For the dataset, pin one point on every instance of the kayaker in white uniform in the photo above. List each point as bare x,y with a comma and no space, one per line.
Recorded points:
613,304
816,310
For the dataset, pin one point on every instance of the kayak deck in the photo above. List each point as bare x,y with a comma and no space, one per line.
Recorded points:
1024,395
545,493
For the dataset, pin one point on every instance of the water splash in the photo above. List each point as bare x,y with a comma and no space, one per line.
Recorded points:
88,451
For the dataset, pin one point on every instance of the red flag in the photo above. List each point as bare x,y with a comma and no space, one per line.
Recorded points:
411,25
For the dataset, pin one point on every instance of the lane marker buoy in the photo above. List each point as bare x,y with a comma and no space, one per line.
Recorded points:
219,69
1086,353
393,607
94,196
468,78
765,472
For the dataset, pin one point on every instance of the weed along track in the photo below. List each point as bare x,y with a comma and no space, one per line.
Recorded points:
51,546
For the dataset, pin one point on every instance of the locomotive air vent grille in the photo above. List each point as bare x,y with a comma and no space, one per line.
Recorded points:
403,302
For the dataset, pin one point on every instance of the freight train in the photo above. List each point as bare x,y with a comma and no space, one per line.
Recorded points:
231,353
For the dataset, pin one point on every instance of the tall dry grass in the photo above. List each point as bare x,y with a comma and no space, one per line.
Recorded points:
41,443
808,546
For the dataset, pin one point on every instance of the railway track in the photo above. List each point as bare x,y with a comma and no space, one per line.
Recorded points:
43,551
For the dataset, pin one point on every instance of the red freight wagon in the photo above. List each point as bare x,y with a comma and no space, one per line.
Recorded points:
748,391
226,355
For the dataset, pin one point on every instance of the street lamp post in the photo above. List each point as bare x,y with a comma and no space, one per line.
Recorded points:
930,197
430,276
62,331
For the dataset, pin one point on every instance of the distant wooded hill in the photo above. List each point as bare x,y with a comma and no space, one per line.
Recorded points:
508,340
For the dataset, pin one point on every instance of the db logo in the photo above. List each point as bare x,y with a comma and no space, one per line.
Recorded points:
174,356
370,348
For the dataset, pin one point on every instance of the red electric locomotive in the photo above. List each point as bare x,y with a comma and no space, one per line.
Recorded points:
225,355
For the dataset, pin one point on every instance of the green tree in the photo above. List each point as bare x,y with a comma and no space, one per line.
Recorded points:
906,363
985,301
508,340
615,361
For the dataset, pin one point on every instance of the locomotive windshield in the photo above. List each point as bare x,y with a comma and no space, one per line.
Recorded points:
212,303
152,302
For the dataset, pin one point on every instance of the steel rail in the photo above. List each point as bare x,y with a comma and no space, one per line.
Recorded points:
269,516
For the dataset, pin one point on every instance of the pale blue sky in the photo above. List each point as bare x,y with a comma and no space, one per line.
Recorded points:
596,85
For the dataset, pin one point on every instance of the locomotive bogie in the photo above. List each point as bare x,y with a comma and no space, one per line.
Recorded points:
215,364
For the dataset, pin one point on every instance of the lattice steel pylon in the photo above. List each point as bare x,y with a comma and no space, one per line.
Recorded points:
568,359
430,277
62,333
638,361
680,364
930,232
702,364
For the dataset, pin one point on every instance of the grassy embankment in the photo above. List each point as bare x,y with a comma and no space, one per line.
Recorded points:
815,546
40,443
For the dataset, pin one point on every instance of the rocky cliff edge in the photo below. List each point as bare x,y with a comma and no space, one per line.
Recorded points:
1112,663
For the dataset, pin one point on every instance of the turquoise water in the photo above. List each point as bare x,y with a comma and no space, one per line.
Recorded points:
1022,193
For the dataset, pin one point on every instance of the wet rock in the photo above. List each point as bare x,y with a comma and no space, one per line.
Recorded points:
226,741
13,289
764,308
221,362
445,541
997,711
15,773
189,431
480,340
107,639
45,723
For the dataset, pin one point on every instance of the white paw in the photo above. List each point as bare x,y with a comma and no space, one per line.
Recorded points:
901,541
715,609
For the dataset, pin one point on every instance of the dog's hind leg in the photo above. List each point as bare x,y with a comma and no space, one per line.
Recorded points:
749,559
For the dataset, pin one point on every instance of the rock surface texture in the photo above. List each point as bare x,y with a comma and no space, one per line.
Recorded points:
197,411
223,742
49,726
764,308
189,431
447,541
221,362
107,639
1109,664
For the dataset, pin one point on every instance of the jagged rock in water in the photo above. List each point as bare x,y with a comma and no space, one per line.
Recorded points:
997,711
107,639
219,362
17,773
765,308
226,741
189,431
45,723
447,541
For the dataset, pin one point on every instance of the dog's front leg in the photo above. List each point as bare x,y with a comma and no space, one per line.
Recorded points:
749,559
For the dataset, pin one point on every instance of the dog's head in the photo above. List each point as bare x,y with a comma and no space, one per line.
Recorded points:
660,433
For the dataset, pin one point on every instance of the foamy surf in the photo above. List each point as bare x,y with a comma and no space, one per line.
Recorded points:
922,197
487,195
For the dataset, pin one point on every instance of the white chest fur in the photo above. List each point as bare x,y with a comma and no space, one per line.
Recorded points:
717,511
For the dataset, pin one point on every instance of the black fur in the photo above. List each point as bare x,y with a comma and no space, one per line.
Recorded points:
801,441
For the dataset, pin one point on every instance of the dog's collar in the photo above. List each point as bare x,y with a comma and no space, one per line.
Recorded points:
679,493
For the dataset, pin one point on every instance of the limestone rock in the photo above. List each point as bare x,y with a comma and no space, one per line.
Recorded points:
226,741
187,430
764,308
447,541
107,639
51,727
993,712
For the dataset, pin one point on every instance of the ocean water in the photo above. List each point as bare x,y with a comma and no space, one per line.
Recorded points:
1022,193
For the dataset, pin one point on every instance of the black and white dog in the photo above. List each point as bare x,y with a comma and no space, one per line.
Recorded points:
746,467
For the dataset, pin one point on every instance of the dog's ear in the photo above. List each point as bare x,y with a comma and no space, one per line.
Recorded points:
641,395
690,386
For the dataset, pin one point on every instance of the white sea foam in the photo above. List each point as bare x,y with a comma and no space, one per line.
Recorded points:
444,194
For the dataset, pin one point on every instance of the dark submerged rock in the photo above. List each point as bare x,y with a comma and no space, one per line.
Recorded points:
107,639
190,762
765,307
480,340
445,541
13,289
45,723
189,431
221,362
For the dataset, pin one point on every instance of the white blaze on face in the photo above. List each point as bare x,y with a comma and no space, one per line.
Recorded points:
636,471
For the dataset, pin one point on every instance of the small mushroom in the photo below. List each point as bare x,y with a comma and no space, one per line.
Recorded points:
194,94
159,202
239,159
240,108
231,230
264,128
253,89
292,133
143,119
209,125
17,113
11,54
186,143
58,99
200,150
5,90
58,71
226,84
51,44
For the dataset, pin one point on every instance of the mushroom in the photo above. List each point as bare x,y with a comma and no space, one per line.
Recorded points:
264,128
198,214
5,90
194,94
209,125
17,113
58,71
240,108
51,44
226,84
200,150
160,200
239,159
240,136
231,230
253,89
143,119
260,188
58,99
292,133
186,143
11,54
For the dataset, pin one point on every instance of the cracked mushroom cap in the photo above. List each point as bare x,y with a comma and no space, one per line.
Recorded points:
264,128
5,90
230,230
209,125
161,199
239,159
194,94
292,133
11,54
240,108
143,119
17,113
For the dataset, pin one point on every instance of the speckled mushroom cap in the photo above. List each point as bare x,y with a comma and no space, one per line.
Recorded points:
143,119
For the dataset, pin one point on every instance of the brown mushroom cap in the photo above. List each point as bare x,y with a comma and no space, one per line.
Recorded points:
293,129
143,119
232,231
◇ ◇ ◇ ◇ ◇
If a line in the data above holds the string "track", report that line.

**Solution for this exercise:**
For the dataset, pin one point on every instance of the weed along track in the photo below. List each point as bare x,y with a comma and no space, one per line.
For the dataset, pin one point on every instance of the railway track in the photo above. List each point as bare x,y with a comma and no space, one per line.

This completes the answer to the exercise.